Copy each of the following entries word for word, keeping every line as it appears.

## ENTRIES SUPPLIED
-=-=-
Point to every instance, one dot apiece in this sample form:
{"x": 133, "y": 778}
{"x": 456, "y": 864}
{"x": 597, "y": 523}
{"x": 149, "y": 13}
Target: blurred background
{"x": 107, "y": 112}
-=-=-
## THE SOLUTION
Point to every instance, one dot apiece in this sample form:
{"x": 133, "y": 778}
{"x": 456, "y": 864}
{"x": 597, "y": 523}
{"x": 149, "y": 13}
Target: blurred background
{"x": 107, "y": 112}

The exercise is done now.